TO-DO LIST -
1. In the Computer Vision passage that follows, set down word for word the part starting with "In addition to" and going on through "a complete sentence.".
2. List every tag name that appears in the Tags table of the Computer Vision passage below.

PASSAGE PROVIDED -
"""

In addition to tagging, it is also able to return taxonomy-based categories based on a list of 87 concepts, like faces, food, nature, and abstract.
Using the tags, Computer Vision will generate a description of the image displayed as human-readable text in a complete sentence.
Let’s look at an example:
Pic: Instagrammer @snissenful
Tags
Name | Confidence |
---|
dog | 0.99915123 |
sitting | 0.9753965 |
indoor | 0.9698432 |
black | 0.8994449 |
laying | 0.7277232 |
white | 0.6921732 |
pug | 0.6921732 |
bulldog | 0.11564628 |
Category
Name | Confidence |
---|
animal_dog | 0.98828125 |
Description
Caption | Confidence |
---|
a large black dog lying on the ground | 0.8761196 |
Above are the results returned from Computer Vision for an image of my pug, Jasmine. For the tags, it was able to identify a black and white dog lying indoors. Also, based on the confidence scores returned, it was able to determine the dog is most
likely a pug. It returned the correct category of animal – dog, but the description of “a large black dog lying on the ground” isn’t quite accurate. It should be “a small, portly pug flopping on the couch.”
Faces
Face detection is another feature of Computer Vision. This AI technology provides the ability to detect human faces within images and return the face coordinates as well each person’s gender and age.

"""

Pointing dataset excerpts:

"""

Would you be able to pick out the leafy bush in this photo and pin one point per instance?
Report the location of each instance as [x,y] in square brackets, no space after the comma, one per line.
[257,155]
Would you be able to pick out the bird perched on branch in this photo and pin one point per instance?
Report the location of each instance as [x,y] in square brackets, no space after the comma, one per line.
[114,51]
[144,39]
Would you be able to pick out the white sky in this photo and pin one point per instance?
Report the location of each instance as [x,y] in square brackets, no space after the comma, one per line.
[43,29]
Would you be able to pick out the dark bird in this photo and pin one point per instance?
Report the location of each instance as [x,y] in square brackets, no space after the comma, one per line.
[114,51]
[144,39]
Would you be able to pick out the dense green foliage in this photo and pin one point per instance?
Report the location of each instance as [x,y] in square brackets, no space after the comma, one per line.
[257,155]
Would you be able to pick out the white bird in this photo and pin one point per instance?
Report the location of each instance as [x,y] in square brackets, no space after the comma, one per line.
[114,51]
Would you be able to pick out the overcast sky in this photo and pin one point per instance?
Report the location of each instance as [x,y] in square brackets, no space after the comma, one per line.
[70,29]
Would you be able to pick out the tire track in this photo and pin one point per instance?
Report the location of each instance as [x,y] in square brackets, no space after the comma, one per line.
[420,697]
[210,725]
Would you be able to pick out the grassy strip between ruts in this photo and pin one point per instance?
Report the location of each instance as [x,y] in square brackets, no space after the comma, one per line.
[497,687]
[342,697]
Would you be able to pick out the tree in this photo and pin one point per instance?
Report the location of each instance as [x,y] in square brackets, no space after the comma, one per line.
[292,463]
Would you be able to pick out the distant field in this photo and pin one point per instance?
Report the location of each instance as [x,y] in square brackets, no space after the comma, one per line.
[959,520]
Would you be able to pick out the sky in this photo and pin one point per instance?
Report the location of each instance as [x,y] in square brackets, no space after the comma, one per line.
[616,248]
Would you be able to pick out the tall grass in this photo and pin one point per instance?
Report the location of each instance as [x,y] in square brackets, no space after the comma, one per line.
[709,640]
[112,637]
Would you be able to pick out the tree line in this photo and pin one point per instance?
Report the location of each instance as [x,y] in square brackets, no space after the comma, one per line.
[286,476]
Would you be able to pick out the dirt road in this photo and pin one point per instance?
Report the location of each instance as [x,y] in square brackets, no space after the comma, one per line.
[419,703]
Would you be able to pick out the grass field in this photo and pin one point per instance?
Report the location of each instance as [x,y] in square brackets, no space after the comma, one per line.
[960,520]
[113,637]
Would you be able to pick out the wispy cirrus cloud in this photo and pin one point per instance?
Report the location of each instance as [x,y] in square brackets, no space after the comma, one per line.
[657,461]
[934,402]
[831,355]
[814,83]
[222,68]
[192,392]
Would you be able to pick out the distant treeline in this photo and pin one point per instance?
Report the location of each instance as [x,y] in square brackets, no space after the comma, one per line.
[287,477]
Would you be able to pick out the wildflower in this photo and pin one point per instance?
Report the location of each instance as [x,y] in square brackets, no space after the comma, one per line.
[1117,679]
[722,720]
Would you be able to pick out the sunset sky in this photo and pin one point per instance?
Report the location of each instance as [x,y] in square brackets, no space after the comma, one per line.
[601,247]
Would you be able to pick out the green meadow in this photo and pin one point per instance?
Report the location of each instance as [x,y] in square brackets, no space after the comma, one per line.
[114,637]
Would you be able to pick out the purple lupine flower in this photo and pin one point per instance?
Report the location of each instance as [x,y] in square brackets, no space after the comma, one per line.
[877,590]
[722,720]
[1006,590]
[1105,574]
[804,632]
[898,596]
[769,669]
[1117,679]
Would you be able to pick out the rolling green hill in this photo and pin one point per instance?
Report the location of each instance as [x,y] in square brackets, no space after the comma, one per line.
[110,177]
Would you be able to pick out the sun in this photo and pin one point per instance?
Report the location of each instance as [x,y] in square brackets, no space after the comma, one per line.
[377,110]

"""

RESULTS -
1.
In addition to tagging, it is also able to return taxonomy-based categories based on a list of 87 concepts, like faces, food, nature, and abstract.
Using the tags, Computer Vision will generate a description of the image displayed as human-readable text in a complete sentence.

2. dog, sitting, indoor, black, laying, white, pug, bulldog